- [To do]
Copy the material below word for word, beginning with the line that contains "Task: point to every instance of the cheek." and continuing through the end of the material, with both ends included. Omit the pictures.

___ Supplied records ___

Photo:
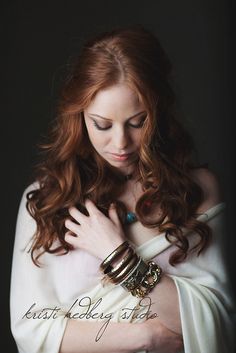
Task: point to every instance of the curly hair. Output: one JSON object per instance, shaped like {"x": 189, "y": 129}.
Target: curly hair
{"x": 71, "y": 170}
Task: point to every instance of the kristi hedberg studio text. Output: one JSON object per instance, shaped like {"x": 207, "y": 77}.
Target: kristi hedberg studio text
{"x": 139, "y": 312}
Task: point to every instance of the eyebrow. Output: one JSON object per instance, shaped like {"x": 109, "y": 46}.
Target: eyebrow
{"x": 131, "y": 117}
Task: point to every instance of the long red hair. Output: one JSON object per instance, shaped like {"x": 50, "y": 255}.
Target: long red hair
{"x": 71, "y": 170}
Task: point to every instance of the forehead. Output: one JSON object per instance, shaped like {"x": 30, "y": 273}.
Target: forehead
{"x": 115, "y": 99}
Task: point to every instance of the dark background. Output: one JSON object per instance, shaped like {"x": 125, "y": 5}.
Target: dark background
{"x": 39, "y": 37}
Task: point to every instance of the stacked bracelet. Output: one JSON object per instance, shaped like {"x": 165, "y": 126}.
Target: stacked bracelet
{"x": 131, "y": 272}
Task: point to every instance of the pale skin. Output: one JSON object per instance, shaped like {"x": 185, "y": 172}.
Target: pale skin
{"x": 114, "y": 121}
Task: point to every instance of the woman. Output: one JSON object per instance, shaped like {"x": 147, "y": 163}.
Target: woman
{"x": 116, "y": 188}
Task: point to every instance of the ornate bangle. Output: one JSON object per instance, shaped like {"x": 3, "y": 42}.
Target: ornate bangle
{"x": 149, "y": 281}
{"x": 125, "y": 272}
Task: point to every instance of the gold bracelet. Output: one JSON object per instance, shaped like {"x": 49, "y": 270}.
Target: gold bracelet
{"x": 145, "y": 287}
{"x": 125, "y": 272}
{"x": 116, "y": 253}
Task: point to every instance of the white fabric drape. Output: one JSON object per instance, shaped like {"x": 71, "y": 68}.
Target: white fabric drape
{"x": 205, "y": 299}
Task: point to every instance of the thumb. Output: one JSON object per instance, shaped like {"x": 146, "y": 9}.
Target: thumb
{"x": 113, "y": 215}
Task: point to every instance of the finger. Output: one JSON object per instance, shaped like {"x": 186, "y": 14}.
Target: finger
{"x": 113, "y": 215}
{"x": 75, "y": 228}
{"x": 72, "y": 240}
{"x": 91, "y": 207}
{"x": 76, "y": 214}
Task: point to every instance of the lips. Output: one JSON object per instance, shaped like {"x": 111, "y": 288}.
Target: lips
{"x": 121, "y": 157}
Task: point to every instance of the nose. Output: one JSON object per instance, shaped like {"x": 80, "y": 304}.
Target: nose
{"x": 121, "y": 138}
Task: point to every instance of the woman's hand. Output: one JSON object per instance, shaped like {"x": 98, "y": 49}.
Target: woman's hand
{"x": 96, "y": 233}
{"x": 161, "y": 339}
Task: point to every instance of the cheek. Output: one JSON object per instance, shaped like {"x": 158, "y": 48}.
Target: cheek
{"x": 137, "y": 138}
{"x": 97, "y": 139}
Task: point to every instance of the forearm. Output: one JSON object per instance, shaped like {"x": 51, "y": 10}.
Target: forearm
{"x": 80, "y": 337}
{"x": 165, "y": 304}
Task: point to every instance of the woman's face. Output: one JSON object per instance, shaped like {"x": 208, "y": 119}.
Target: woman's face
{"x": 114, "y": 121}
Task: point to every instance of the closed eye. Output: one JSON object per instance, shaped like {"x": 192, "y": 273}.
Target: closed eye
{"x": 135, "y": 126}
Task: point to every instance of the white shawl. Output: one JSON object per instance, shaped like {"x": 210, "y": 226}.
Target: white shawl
{"x": 205, "y": 299}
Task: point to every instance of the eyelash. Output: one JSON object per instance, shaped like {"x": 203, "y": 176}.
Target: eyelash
{"x": 138, "y": 126}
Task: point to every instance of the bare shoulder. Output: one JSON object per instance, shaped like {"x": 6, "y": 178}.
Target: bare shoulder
{"x": 209, "y": 183}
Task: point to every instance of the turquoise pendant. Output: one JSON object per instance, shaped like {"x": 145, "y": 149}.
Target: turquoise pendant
{"x": 130, "y": 218}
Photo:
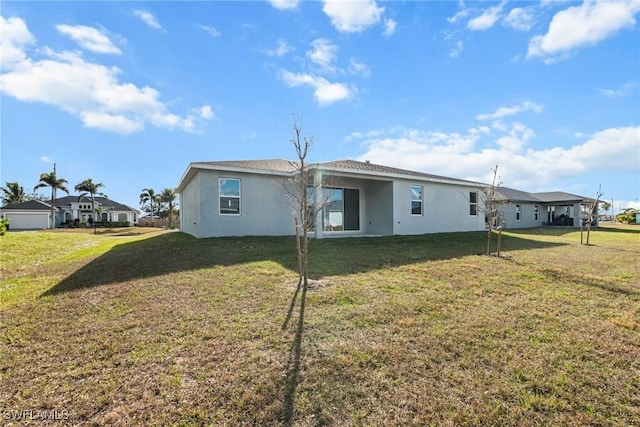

___

- [Full answer]
Task: point to every instance of the cheek. Output: one JSON object per instance, shaped like {"x": 158, "y": 48}.
Target: cheek
{"x": 137, "y": 138}
{"x": 97, "y": 139}
Task: point to every instance of the forearm. Output: one JSON object per instance, shaped like {"x": 51, "y": 10}.
Target: forearm
{"x": 80, "y": 337}
{"x": 165, "y": 304}
Task: point to every instance of the woman's face. Output: one JSON object per instance, shaped like {"x": 208, "y": 119}.
Target: woman's face
{"x": 114, "y": 121}
Task: point to every instance of the closed eye. Output: one JSON object per instance, shaped like {"x": 192, "y": 273}.
Target: closed eye
{"x": 135, "y": 126}
Task: point to every instance of the white shawl. Output: one JSON object per instance, shaped like {"x": 210, "y": 226}.
Target: white shawl
{"x": 205, "y": 299}
Task: point to every instance of the eyelash. Output: one JSON object per instance, shaped like {"x": 203, "y": 176}.
Target: eyelash
{"x": 138, "y": 126}
Task: point to every instance of the bare shoulder. Output: one JSON object per instance, shaped like {"x": 6, "y": 178}.
Target: bare shoulder
{"x": 209, "y": 183}
Task: point to every instance of the turquoise pendant. Output: one JSON object per instance, shaped like {"x": 145, "y": 149}.
Target: turquoise pendant
{"x": 130, "y": 218}
Photo:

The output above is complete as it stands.